- **What to work on**
Switch each occurrence of "Keypoint guideline" in the entries below to "Annotation rule", keeping every other part of the entries unchanged.

- **Data excerpts**
<<<<

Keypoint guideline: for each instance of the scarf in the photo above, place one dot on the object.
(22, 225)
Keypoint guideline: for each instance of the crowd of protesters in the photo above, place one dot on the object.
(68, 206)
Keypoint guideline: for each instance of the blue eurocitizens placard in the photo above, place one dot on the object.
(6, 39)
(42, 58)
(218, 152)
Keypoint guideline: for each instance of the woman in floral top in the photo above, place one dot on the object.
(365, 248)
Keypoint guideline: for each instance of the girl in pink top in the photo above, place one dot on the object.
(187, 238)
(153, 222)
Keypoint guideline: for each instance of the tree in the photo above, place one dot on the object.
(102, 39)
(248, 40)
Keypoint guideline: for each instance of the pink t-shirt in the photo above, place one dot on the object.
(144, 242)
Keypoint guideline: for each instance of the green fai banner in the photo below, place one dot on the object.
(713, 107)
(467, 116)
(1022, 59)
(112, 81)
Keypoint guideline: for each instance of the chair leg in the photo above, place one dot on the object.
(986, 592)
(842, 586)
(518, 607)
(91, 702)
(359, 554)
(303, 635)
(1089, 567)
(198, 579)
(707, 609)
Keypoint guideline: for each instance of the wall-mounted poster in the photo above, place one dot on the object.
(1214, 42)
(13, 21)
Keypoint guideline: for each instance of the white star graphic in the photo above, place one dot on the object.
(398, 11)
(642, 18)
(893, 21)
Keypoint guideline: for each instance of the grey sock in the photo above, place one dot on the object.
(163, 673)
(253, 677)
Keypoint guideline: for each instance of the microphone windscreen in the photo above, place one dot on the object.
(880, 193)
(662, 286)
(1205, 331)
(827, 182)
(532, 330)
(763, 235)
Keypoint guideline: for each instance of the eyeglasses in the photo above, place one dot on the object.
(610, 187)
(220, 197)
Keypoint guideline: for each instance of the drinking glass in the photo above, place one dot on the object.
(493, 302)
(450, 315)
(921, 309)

>>>>

- **Result of this exercise**
Annotation rule: for each instance of the scarf in the photo above, place one dot on the object.
(22, 225)
Annotation rule: for each instance of the crowd of protesters in the photo above, place one dot on the object.
(68, 206)
Annotation rule: for each instance of the blue eurocitizens placard in the photo above, place one dot on the object.
(6, 39)
(42, 58)
(218, 152)
Annotation rule: for each instance of the woman in floral top in the photo above, place one dot on the object.
(365, 248)
Annotation rule: for each instance of the girl in pink top in the photo above, place one dot on the object.
(187, 238)
(153, 222)
Annotation rule: for each instance of the tree in the photo above, place one dot on the object.
(102, 39)
(248, 40)
Annotation rule: for each instance of the pink t-shirt in the photo above, place one dot on the object.
(144, 242)
Annotation rule: for each instance of the green fai banner in the photo below, place one dot on the object.
(713, 107)
(467, 116)
(1022, 59)
(112, 81)
Annotation rule: for each instance of the chair leg in the photo above, place one dot on the object.
(986, 592)
(842, 586)
(518, 607)
(91, 702)
(359, 554)
(303, 635)
(1089, 567)
(198, 579)
(707, 609)
Annotation rule: for each instance of the wall-mounted poster in the photo above, place one dot on the object.
(1214, 42)
(13, 21)
Annotation rule: for each instance of the white star graphic in the photo above, place one dot on the object.
(398, 11)
(642, 18)
(893, 21)
Annotation rule: for each instance of the grey sock in the photo above, place one dot on the object.
(163, 673)
(253, 677)
Annotation rule: for each instance of the microphone windscreen in the photo above, place one dot on the object.
(880, 193)
(662, 286)
(1205, 331)
(827, 182)
(532, 330)
(763, 235)
Annotation rule: for each instance of the eyeglasses in the photo above, place one dot on the object.
(610, 187)
(220, 197)
Annotation rule: for each instance of the drinking glass in the photo above, place one dot on the object.
(493, 302)
(450, 315)
(921, 309)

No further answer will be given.